## [WORK TO COMPLETE]
Return the records exactly as they are.

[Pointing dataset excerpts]
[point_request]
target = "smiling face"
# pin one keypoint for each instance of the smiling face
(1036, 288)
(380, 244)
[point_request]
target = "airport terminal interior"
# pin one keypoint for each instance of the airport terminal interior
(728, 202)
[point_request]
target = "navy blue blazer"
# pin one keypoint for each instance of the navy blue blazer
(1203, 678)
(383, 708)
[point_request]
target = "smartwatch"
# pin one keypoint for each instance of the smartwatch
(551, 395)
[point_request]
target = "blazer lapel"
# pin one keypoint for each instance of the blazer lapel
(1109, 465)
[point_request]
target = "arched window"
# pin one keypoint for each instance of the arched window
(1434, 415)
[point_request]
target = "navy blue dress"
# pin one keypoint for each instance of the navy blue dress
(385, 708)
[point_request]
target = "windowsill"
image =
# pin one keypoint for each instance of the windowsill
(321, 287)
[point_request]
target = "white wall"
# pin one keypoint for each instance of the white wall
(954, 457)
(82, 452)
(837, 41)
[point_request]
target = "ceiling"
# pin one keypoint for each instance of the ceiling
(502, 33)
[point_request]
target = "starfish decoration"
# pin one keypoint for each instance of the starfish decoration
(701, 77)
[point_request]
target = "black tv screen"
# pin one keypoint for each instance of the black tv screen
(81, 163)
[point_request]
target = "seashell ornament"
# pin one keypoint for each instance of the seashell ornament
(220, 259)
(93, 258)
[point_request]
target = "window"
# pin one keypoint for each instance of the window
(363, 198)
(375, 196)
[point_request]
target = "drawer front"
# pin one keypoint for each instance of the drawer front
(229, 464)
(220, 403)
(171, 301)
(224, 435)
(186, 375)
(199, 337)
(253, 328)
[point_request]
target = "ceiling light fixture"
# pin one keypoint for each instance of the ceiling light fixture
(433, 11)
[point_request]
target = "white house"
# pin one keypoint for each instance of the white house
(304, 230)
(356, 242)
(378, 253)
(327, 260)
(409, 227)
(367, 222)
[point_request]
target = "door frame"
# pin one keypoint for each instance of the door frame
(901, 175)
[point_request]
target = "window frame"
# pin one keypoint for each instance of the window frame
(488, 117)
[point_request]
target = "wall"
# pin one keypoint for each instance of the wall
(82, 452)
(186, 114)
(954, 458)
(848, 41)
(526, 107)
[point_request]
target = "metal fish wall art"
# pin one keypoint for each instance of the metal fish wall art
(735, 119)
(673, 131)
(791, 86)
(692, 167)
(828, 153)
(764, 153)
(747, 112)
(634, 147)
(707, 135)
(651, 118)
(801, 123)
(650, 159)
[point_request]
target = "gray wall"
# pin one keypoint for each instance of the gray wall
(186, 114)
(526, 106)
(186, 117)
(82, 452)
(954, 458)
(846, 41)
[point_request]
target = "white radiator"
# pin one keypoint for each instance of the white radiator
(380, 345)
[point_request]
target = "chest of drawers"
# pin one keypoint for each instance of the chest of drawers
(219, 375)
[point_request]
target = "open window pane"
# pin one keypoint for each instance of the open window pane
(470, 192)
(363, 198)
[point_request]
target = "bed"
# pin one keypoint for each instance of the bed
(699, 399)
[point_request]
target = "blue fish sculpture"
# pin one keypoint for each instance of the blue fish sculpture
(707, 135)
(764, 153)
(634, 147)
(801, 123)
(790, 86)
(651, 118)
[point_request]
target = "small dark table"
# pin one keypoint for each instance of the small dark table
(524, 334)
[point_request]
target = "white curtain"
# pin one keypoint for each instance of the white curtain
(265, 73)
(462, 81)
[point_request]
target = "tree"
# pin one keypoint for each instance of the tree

## [REPLY]
[point_request]
target = "smiling face"
# pin one keypoint for each instance of the smiling face
(1036, 288)
(380, 244)
[point_request]
target = "airport terminal interior"
# pin one keypoint for each instance of the airport terminal interior
(728, 202)
[point_request]
target = "navy blue blazer"
# pin one keypoint for each instance of the navy blue blazer
(1203, 678)
(383, 708)
[point_request]
target = "smartwatch"
# pin one keypoint for each instance of the smartwatch
(551, 395)
[point_request]
target = "blazer lapel"
# pin one keypoint for each instance of the blazer lapel
(1109, 465)
[point_request]
target = "arched window"
# pin one keypoint for each instance of the arched window
(1434, 415)
[point_request]
target = "navy blue dress"
# pin one keypoint for each instance of the navy blue dress
(385, 708)
[point_request]
target = "windowsill"
image =
# pin one keypoint for each instance of the windowsill
(321, 287)
[point_request]
target = "white wall"
# pin one keypoint for each instance of the white wall
(954, 457)
(82, 452)
(837, 41)
[point_request]
target = "ceiling"
# pin one keypoint for each instance of the ceiling
(502, 33)
[point_request]
target = "starfish decoration"
# pin one keypoint for each instance of the starfish decoration
(701, 77)
[point_request]
target = "black tv screen"
# pin one keypoint for each instance of the black tv screen
(81, 163)
[point_request]
target = "seashell ornament"
# pin one keypoint for each instance of the seashell ornament
(220, 259)
(93, 258)
[point_request]
target = "window"
# pin one keypoint for each instance of the window
(363, 198)
(375, 196)
[point_request]
target = "drawer front"
# pin one keypoint for each instance of the drawer front
(229, 464)
(220, 403)
(171, 301)
(224, 435)
(186, 375)
(199, 337)
(253, 328)
[point_request]
target = "ceiling light fixture"
# pin one keypoint for each instance of the ceiling light fixture
(433, 11)
[point_request]
target = "white house"
# pin one keypoint for each instance of the white house
(304, 230)
(356, 242)
(378, 253)
(327, 260)
(409, 227)
(367, 222)
[point_request]
target = "door frame"
# pin one keypoint for each instance of the door frame
(901, 175)
[point_request]
target = "window frame"
# pin one keypoint for each instance of the window frame
(488, 117)
[point_request]
target = "wall"
# pin one keypoint for each instance of the wall
(82, 452)
(186, 114)
(954, 458)
(848, 41)
(526, 107)
[point_request]
target = "metal fish wall art"
# pin one keypoint for each instance of the metal fish wall art
(735, 119)
(673, 131)
(791, 86)
(692, 167)
(828, 153)
(764, 153)
(747, 112)
(634, 147)
(707, 135)
(651, 118)
(801, 123)
(650, 159)
[point_request]
target = "gray wall"
# pin one keypoint for each instance of the gray wall
(186, 114)
(526, 106)
(186, 117)
(82, 452)
(954, 458)
(846, 41)
[point_request]
target = "white radiator"
# pin one keypoint for each instance of the white radiator
(380, 345)
[point_request]
target = "chest of drawers"
# pin one keypoint for each instance of the chest of drawers
(219, 375)
[point_request]
target = "open window pane"
# pin one keypoint for each instance of the open window pane
(470, 192)
(363, 198)
[point_request]
target = "bed"
# pin one keypoint for each instance of the bed
(699, 399)
[point_request]
target = "blue fish sculpture"
# pin one keypoint for each instance of the blue fish sculpture
(707, 135)
(764, 153)
(634, 147)
(801, 123)
(790, 86)
(651, 118)
[point_request]
target = "small dark table"
# pin one keypoint for each instance of the small dark table
(524, 334)
[point_request]
target = "white curtain"
# pin one keypoint for each instance of the white curtain
(265, 73)
(462, 81)
[point_request]
target = "tree"
# pin one keypoint for each instance of the tree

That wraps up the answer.